--- Problem 1 ---
In the records, rewrite the part that opens with the first line and closes with the line containing "M 324 209 L", changing "fly wing" to "moth wing" and keeping everything else the same. Omit the pictures from your version.

--- Reading passage ---
>> Begin

# Meguiars Ceramic Wax



## Thebigzeus (Dec 2, 2018)

Decided to try out a new wax today. Have heard a lot online about this ceramic wax. You simple wash, rinse, apply this, rinse again, then dry. This stuff is amazing. Beads water so well and makes the paint slick after it’s dried. I also installed clear signal lights and yellow LED bulbs behind them as well as black vinyl logos. https://www.meguiars.com/automotive...easy-use-ceramic-wax-protection-g190526-26-oz


----------



## 72chevman (Dec 28, 2018)

where did you get the clear lights? I've been using Meguiars Ultimate products for years and recently starting using finishing with a coat of Shine Armor over the Ultimate. I've seen their ceramic product for sale but haven't heard any reviews yet, so thanks for that


----------



## Thebigzeus (Dec 2, 2018)

72chevman said:


> where did you get the clear lights? I've been using Meguiars Ultimate products for years and recently starting using finishing with a coat of Shine Armor over the Ultimate. I've seen their ceramic product for sale but haven't heard any reviews yet, so thanks for that


Bit pricey, but IMO worth it for the clean look. https://rover.ebay.com/rover/0/0/0?mpre=https://www.ebay.com/ulk/itm/112729427631


----------



## bautistasamuel (Jun 24, 2020)

If you have a black one, you can try Turtle Wax T-3KT. It is a complete black box kit. It is included as a pre-wax cleaner, carnauba wax, spray detailer, and applicator pads. This pre-wax cleaner is very effective to remove scratches and swirl marks. And, the carnauba wax presents a deep and glossy shine and true black color.
If you are searching for special something for your black one, you must check the detail of the wax before choosing another.


----------



## 15CruzeTD (Oct 23, 2019)

>> End

--- Problem 2 ---
What items does the forum thread on Meguiars ceramic wax say come in the Turtle Wax T-3KT kit?

--- Provided entries ---
>> Begin

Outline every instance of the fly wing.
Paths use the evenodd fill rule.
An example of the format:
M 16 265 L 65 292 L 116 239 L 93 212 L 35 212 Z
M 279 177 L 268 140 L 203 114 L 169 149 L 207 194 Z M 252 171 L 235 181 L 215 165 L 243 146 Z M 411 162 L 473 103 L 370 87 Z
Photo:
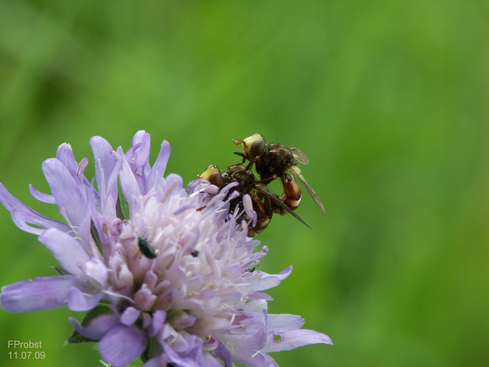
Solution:
M 309 164 L 309 158 L 306 155 L 306 153 L 299 149 L 298 148 L 290 148 L 290 151 L 294 155 L 294 158 L 297 160 L 299 163 L 303 164 Z
M 324 209 L 323 203 L 321 202 L 321 201 L 319 200 L 319 198 L 318 197 L 317 193 L 314 190 L 314 189 L 309 185 L 309 184 L 308 184 L 307 182 L 306 182 L 304 177 L 301 174 L 301 170 L 299 169 L 299 168 L 297 167 L 293 167 L 291 168 L 291 170 L 296 174 L 300 182 L 302 183 L 302 184 L 303 184 L 306 187 L 306 189 L 307 190 L 307 192 L 309 193 L 309 195 L 310 195 L 312 198 L 312 200 L 314 200 L 314 202 L 317 205 L 317 206 L 319 207 L 319 209 L 322 210 L 323 212 L 326 212 L 326 211 Z
M 276 195 L 275 195 L 275 193 L 273 192 L 271 190 L 270 190 L 270 189 L 269 189 L 268 187 L 267 187 L 266 185 L 263 184 L 258 184 L 255 186 L 255 188 L 256 188 L 256 189 L 258 190 L 260 192 L 264 194 L 265 195 L 266 195 L 267 197 L 268 197 L 270 199 L 270 200 L 273 201 L 274 203 L 278 205 L 279 206 L 281 206 L 281 207 L 285 209 L 287 211 L 288 213 L 290 213 L 291 214 L 292 214 L 292 216 L 293 216 L 297 219 L 298 219 L 299 221 L 300 221 L 301 222 L 306 225 L 307 227 L 309 227 L 309 228 L 311 228 L 311 229 L 312 229 L 312 228 L 311 228 L 311 226 L 309 226 L 309 224 L 304 222 L 304 219 L 303 219 L 302 218 L 297 215 L 297 214 L 296 214 L 295 211 L 292 210 L 291 209 L 290 209 L 290 208 L 289 208 L 287 205 L 284 204 L 283 202 L 282 202 L 282 200 L 281 200 L 279 198 L 279 197 Z

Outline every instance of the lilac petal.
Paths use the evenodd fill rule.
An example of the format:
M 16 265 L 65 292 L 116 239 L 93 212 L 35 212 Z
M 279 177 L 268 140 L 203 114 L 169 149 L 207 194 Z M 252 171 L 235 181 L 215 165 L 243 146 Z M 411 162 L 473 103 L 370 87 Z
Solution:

>> End

--- Answer 1 ---
Outline every instance of the moth wing.
Paths use the evenodd fill rule.
An example of the format:
M 16 265 L 65 292 L 116 239 L 93 212 L 35 212 Z
M 279 177 L 268 140 L 203 114 L 169 149 L 207 194 Z M 252 171 L 235 181 L 215 165 L 243 146 Z M 411 162 L 473 103 L 370 87 Z
Photo:
Solution:
M 309 164 L 309 158 L 306 155 L 306 153 L 299 149 L 298 148 L 290 148 L 290 151 L 294 155 L 294 158 L 297 160 L 299 163 L 303 164 Z
M 324 209 L 323 203 L 321 202 L 321 201 L 319 200 L 319 198 L 318 197 L 317 193 L 314 190 L 314 189 L 309 185 L 309 184 L 308 184 L 307 182 L 306 182 L 304 177 L 301 174 L 301 170 L 299 169 L 299 168 L 297 167 L 293 167 L 291 168 L 291 170 L 296 174 L 300 182 L 302 183 L 302 184 L 303 184 L 306 187 L 306 189 L 307 190 L 307 192 L 309 193 L 309 195 L 310 195 L 312 198 L 312 200 L 314 200 L 314 202 L 317 205 L 317 206 L 319 207 L 319 209 L 322 210 L 323 212 L 326 212 L 326 211 Z

--- Answer 2 ---
- pre-wax cleaner
- carnauba wax
- spray detailer
- applicator pads